*PROBLEM DETAILS*
Return every one of the entries below word for word, keeping each line as it stands.

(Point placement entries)
____

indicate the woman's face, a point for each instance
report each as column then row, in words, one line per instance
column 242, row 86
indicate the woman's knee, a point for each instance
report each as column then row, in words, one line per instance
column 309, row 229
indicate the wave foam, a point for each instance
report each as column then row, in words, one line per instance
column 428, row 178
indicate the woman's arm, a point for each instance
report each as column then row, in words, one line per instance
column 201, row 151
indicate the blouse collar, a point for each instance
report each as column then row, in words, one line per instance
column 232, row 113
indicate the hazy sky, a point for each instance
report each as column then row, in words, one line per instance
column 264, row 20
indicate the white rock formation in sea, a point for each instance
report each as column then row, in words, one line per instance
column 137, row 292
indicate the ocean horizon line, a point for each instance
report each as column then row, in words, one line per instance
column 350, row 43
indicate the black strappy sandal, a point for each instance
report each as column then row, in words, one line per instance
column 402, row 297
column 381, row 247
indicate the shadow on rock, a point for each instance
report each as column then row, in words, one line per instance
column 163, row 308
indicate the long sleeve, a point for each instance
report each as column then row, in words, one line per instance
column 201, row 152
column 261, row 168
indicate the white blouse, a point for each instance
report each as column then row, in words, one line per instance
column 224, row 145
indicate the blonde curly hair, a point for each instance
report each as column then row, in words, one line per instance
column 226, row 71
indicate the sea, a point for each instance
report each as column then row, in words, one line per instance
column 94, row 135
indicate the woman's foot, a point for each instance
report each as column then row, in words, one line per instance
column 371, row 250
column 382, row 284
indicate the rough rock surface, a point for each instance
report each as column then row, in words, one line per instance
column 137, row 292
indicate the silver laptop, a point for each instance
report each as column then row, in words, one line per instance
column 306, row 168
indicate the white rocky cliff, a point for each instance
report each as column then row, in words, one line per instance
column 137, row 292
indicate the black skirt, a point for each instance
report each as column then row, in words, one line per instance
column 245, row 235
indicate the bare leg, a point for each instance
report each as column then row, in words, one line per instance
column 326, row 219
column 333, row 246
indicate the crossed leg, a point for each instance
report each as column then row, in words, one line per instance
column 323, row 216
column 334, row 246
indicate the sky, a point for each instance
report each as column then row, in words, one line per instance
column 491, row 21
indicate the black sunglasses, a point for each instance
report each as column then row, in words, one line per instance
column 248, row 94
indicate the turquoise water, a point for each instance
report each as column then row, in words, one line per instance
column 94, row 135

____

*WRITTEN REPLY*
indicate the woman's face, a point for each instance
report each as column then row, in words, one line per instance
column 242, row 86
indicate the woman's knee, a point for each instance
report each as column then row, in words, one line per instance
column 309, row 229
indicate the wave foam, a point for each instance
report each as column then row, in words, one line per instance
column 428, row 178
indicate the woman's arm, a point for each instance
report each as column then row, in words, one line per instance
column 201, row 151
indicate the blouse collar, a point for each instance
report each as column then row, in words, one line per instance
column 232, row 113
indicate the hazy sky, a point for each instance
report each as column then row, in words, one line per instance
column 264, row 20
indicate the white rock formation in sea, a point for each instance
report each as column then row, in words, one line per instance
column 137, row 292
indicate the ocean horizon line, a point for each instance
report each as column then row, in words, one line per instance
column 350, row 43
indicate the black strappy sandal, a point for each instance
report each as column then row, in words, one line per instance
column 402, row 297
column 381, row 247
indicate the shadow on rock, a point for each instance
report each as column then row, in words, one line per instance
column 163, row 308
indicate the long sleeve, a point for each instance
report each as column then row, in words, one line per instance
column 201, row 152
column 261, row 168
indicate the white blouse, a point for each instance
report each as column then row, in words, one line per instance
column 224, row 145
indicate the blonde curly hair, a point for each instance
report each as column then row, in words, one line per instance
column 226, row 71
indicate the sea, a point for each instance
report each as column then row, in words, one line per instance
column 94, row 135
indicate the woman's foot, a point for each instance
report each as column then row, in words, one line per instance
column 371, row 250
column 382, row 284
indicate the rough rock surface, a point for each instance
report each as column then row, in words, one line per instance
column 137, row 292
indicate the silver laptop, a point for each instance
report each as column then row, in words, one line per instance
column 306, row 168
indicate the white rocky cliff, a point for each instance
report each as column then row, in words, one line per instance
column 137, row 292
indicate the black skirt, a point for each instance
report each as column then row, in words, one line per instance
column 245, row 235
indicate the bare leg, a point for each instance
report each as column then row, in words, one line per instance
column 326, row 219
column 333, row 246
indicate the crossed leg, a point for each instance
report each as column then row, in words, one line per instance
column 323, row 216
column 334, row 246
indicate the sky, a point for each instance
report each as column then row, in words, one line per instance
column 491, row 21
indicate the black sunglasses, a point for each instance
report each as column then row, in words, one line per instance
column 248, row 94
indicate the turquoise water, a point for each instance
report each as column then row, in words, one line per instance
column 94, row 135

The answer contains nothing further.